>> Begin Task material

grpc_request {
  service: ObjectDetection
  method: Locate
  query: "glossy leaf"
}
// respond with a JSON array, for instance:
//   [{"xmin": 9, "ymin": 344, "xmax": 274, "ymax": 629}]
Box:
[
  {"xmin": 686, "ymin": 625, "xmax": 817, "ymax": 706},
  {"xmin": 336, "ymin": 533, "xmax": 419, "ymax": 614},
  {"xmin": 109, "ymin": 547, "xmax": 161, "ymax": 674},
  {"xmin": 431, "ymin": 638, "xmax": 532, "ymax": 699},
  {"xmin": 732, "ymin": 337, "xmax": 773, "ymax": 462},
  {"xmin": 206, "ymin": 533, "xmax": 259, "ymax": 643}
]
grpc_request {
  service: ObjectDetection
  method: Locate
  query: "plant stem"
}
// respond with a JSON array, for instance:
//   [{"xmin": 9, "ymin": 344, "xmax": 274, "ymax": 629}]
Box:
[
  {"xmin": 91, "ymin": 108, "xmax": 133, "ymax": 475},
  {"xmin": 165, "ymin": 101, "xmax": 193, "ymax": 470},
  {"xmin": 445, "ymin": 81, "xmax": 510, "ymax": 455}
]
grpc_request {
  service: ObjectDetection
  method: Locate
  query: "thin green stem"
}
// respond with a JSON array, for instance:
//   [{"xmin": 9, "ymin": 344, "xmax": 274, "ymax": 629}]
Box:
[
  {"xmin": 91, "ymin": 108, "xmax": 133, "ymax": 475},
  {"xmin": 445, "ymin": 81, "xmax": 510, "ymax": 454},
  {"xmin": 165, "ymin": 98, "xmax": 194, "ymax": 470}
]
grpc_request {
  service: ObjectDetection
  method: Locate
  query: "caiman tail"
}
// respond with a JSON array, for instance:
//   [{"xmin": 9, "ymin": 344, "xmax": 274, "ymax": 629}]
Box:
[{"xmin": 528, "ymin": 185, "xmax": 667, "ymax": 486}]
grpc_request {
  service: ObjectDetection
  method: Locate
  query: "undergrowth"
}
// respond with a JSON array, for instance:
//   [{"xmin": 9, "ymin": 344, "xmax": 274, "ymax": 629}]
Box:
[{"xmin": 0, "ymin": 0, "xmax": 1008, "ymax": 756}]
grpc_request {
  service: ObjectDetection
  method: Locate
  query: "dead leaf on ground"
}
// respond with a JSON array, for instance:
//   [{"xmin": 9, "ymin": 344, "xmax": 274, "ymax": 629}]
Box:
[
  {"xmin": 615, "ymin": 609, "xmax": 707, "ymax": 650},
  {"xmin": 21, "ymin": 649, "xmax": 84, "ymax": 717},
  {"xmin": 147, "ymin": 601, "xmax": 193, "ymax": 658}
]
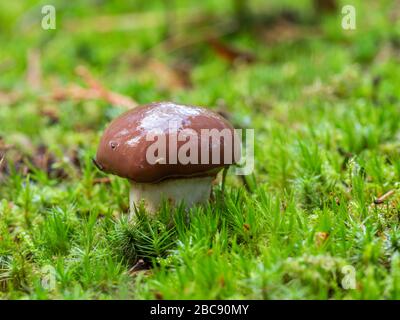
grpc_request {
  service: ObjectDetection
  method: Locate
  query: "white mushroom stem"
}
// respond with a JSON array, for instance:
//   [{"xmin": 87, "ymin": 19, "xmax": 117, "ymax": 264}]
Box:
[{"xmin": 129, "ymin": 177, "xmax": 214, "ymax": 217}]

>> End Task material
>> Begin Task material

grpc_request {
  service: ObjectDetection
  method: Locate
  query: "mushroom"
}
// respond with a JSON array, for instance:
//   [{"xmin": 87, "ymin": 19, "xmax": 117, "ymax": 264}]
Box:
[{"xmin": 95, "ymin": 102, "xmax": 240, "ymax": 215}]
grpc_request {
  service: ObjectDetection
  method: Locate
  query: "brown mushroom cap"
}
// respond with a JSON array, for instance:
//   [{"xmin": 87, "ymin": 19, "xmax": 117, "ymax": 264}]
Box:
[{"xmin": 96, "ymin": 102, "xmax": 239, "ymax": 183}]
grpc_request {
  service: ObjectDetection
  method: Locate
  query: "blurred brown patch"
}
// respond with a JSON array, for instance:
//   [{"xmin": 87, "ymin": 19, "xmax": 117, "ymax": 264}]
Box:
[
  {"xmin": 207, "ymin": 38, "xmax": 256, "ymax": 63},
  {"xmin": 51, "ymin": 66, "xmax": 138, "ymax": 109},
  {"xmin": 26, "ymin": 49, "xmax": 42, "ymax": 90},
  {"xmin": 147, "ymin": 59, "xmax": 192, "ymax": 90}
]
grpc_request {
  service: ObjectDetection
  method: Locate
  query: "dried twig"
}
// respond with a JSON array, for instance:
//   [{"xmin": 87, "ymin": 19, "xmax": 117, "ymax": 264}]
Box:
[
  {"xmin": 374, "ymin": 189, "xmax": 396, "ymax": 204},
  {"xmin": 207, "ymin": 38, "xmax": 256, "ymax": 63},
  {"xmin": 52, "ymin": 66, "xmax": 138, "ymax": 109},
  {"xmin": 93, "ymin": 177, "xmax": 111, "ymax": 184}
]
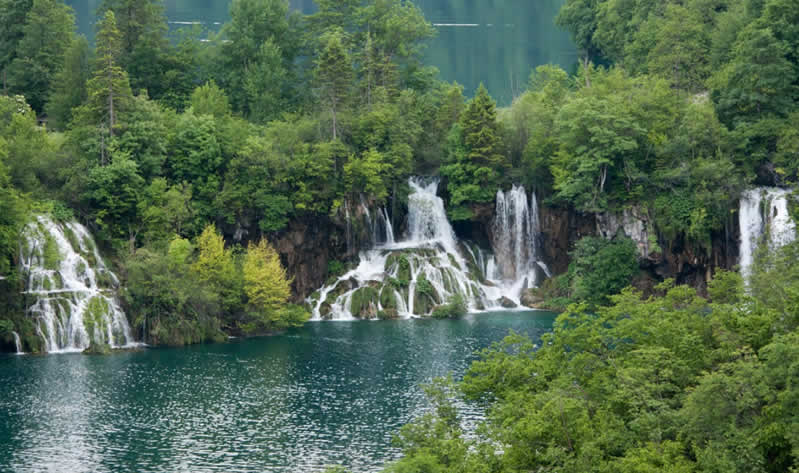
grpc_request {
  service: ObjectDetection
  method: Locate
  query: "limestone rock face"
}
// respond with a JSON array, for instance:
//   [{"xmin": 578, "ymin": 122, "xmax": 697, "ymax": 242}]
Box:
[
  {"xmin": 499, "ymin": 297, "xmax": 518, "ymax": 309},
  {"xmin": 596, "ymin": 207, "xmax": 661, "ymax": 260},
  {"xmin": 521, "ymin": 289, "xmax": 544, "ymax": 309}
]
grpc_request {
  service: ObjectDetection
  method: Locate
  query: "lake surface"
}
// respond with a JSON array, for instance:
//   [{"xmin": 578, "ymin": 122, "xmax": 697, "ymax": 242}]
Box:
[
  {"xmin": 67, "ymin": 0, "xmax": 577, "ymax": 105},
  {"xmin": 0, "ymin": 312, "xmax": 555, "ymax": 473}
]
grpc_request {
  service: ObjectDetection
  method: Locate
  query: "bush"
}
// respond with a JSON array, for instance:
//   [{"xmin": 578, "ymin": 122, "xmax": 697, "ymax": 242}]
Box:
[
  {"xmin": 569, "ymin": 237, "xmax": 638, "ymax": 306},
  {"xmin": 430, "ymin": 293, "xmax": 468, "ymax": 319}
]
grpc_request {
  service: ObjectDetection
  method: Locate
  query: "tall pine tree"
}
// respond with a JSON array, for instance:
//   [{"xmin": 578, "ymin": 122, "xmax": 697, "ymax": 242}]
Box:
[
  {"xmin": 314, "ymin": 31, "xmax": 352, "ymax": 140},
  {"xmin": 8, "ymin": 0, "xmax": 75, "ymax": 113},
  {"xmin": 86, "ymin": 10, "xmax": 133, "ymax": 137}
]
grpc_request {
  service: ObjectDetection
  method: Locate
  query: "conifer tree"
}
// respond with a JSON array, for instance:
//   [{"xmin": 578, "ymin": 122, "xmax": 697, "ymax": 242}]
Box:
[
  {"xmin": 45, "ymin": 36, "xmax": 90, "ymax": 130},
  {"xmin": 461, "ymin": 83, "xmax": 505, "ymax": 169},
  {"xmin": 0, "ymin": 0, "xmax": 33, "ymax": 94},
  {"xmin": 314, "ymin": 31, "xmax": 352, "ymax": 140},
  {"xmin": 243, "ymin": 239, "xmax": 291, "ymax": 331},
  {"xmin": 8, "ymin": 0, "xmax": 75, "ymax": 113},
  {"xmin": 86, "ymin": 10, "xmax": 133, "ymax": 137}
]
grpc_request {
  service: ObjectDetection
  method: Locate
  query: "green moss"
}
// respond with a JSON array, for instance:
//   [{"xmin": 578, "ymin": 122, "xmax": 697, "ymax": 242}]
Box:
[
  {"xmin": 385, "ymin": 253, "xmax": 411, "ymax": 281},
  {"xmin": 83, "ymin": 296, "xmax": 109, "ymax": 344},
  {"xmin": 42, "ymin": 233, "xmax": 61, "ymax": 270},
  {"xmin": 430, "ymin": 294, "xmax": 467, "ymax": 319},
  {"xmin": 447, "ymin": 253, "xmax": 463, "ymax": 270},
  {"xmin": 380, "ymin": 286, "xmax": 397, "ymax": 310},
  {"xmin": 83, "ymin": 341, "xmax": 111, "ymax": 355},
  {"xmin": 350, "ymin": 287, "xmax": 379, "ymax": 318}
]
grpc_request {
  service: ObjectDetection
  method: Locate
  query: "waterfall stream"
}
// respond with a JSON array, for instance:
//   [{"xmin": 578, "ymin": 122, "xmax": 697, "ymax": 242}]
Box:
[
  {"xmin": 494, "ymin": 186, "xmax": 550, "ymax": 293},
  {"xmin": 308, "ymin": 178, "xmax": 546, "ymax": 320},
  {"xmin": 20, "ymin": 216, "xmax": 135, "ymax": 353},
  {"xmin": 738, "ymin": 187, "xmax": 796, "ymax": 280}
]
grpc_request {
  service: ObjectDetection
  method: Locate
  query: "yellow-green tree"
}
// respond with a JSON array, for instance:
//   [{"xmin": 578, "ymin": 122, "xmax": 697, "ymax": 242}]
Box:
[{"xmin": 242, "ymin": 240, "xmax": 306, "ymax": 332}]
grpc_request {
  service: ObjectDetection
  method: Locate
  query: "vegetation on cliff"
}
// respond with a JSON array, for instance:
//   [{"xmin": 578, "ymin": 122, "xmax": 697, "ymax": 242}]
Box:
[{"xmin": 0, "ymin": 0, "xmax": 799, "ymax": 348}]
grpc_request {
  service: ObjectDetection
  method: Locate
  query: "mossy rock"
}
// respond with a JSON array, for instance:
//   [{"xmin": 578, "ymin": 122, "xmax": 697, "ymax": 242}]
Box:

>> End Task material
>> Begin Task material

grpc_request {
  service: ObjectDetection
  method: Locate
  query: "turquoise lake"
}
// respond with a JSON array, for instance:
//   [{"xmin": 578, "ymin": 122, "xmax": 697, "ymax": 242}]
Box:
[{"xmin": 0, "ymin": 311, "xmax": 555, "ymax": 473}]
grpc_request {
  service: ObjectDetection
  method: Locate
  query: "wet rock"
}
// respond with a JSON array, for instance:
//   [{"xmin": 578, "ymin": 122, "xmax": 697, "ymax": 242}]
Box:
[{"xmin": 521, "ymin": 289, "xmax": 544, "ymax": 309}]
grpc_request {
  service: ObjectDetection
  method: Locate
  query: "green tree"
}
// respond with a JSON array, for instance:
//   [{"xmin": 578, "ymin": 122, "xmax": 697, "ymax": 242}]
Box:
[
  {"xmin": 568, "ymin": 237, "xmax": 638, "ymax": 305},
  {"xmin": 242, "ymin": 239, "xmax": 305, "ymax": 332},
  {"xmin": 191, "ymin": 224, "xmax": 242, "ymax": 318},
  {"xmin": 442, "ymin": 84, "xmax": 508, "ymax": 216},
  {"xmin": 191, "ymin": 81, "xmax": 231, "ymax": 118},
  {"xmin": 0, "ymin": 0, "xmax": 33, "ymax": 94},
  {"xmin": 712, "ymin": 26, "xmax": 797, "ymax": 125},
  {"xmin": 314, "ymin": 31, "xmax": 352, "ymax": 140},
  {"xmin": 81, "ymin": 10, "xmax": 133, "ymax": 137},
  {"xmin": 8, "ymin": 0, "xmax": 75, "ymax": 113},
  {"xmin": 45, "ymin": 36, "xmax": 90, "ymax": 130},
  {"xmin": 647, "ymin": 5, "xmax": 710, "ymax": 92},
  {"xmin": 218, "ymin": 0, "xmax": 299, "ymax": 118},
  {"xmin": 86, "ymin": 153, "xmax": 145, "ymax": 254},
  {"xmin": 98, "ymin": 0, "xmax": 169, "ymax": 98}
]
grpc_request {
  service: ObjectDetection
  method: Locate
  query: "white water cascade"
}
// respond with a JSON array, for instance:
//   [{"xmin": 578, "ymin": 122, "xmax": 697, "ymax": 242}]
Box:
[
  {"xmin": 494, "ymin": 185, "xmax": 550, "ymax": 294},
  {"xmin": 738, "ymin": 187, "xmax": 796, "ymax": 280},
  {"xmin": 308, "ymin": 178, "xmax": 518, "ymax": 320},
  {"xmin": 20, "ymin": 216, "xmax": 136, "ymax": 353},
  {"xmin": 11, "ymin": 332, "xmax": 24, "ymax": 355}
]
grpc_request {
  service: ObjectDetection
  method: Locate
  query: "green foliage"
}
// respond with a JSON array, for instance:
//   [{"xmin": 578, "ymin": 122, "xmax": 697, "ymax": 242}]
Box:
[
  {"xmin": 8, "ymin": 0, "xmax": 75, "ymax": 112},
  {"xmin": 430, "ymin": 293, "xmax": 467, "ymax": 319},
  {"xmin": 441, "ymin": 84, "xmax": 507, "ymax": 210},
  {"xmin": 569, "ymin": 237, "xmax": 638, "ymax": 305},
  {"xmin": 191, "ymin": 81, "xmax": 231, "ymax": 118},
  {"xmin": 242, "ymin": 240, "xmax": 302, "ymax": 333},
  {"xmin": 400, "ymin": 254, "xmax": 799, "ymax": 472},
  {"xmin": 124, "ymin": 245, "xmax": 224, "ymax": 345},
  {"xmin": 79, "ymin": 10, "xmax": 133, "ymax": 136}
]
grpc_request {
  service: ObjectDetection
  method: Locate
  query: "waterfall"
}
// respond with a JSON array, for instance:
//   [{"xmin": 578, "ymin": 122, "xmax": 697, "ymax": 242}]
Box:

>> End Task material

Given exercise
Which lines of the items above contain the word "leaf"? Copy each one, treating uppercase and lowercase as different.

Final answer
  query: "glossy leaf"
  query: "dead leaf on ground"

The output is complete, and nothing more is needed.